* Work order: Locate each line in the rows below that contains the string "positive", and copy every such line in full.

□ □ □ □

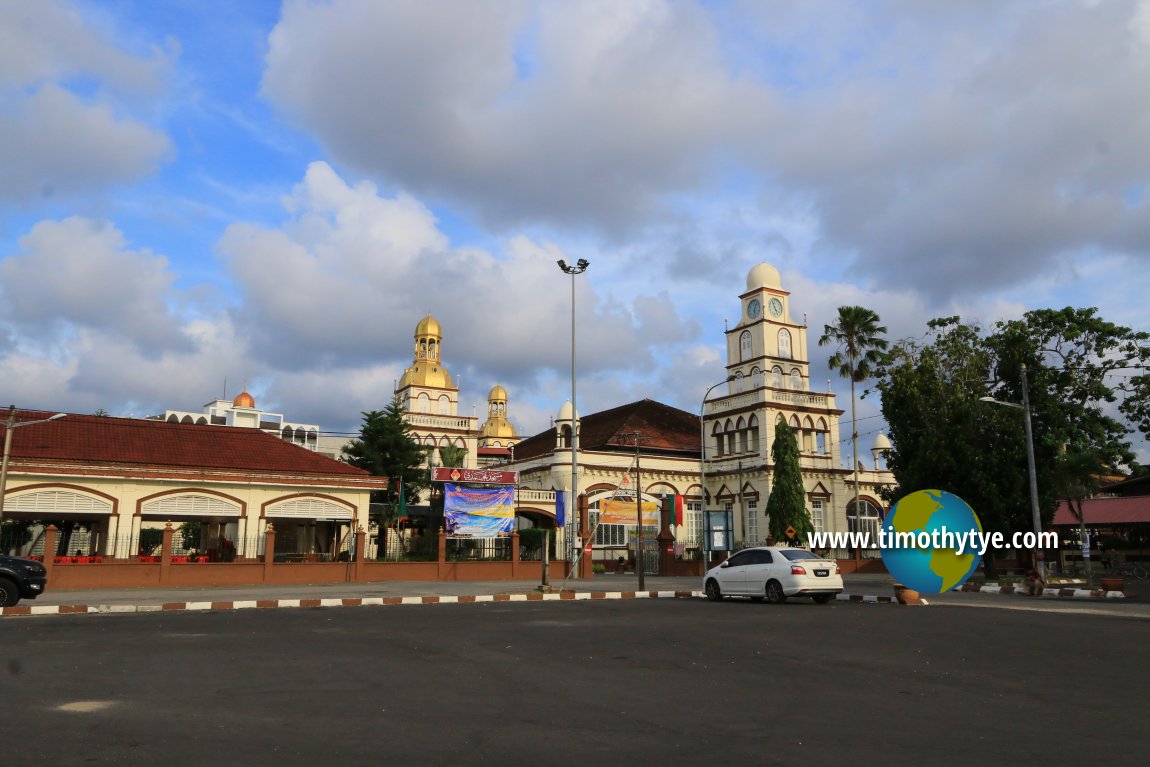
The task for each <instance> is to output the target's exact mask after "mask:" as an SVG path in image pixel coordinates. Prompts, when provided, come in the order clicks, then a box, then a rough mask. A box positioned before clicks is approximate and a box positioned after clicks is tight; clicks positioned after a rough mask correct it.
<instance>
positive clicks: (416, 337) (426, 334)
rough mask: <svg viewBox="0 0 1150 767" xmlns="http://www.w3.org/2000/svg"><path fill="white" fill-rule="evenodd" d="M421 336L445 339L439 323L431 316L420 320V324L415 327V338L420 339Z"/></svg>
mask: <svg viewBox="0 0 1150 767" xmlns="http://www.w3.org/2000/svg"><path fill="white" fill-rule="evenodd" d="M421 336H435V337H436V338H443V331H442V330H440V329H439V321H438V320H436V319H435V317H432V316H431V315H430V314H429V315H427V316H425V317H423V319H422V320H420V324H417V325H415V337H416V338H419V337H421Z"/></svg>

□ □ □ □

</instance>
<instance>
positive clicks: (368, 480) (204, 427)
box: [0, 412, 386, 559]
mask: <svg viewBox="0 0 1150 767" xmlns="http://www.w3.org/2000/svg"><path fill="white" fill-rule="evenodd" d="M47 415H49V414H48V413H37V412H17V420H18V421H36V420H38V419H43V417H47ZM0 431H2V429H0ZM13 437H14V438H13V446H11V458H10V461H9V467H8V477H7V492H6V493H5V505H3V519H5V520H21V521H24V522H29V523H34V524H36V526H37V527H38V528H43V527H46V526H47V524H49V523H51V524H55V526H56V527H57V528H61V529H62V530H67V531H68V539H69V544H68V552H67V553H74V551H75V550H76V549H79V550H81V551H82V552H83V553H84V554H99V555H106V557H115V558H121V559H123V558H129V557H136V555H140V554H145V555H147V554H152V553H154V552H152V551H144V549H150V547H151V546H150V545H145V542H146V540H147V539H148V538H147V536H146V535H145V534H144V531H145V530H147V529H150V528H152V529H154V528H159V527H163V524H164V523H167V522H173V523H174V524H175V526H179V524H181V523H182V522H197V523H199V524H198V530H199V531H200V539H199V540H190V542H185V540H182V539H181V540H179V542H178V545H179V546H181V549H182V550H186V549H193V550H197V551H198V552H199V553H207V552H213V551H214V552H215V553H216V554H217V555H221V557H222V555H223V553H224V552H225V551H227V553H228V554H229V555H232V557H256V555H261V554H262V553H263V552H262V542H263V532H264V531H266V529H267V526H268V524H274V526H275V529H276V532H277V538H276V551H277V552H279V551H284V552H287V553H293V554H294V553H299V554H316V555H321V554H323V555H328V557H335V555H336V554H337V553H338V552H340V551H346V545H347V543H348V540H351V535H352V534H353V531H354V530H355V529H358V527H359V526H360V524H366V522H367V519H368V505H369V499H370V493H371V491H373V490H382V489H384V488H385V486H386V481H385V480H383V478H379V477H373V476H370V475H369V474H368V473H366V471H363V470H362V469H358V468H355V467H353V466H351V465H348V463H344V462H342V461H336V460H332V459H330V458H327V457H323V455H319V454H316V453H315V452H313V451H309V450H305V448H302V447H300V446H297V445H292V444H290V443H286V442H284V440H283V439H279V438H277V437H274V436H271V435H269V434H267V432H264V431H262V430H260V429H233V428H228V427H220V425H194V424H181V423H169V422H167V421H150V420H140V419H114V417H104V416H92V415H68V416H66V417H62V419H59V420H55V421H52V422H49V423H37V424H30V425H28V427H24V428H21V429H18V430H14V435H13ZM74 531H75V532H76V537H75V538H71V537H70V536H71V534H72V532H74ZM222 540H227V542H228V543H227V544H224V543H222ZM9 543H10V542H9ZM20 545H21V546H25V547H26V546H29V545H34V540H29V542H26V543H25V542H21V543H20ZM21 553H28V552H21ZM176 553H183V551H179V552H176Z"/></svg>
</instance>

□ □ □ □

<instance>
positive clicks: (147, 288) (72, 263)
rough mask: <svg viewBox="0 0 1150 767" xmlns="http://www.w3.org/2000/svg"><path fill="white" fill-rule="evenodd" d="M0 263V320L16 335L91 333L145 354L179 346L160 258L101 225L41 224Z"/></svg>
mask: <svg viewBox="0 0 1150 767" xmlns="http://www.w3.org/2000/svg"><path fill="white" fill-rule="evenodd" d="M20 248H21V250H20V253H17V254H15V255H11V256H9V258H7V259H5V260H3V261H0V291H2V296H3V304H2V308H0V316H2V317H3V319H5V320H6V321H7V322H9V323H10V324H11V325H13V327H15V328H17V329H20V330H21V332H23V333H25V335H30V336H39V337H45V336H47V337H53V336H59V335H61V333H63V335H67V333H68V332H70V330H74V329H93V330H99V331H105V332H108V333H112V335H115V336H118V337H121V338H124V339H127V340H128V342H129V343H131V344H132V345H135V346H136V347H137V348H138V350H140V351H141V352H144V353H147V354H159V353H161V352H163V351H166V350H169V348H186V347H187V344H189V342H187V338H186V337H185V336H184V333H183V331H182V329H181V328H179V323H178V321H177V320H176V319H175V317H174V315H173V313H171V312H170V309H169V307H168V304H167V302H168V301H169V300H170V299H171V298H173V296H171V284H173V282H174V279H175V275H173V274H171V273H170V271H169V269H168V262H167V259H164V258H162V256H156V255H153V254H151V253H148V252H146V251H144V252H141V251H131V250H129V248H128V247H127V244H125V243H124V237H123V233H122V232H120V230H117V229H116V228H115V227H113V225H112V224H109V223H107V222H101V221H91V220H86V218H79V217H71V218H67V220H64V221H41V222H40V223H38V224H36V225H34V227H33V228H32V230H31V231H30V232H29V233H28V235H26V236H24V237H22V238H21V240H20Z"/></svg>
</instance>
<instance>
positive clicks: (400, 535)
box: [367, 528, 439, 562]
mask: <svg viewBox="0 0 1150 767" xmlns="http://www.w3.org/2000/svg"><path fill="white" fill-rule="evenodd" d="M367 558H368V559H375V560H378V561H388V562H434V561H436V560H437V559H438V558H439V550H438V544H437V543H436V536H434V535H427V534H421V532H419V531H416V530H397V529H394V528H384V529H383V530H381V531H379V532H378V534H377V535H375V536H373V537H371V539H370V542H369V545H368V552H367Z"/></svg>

□ □ □ □

* Answer for this exercise:
positive clicks: (416, 337) (426, 334)
positive clicks: (368, 480) (204, 427)
positive clicks: (147, 288) (72, 263)
positive clicks: (400, 535)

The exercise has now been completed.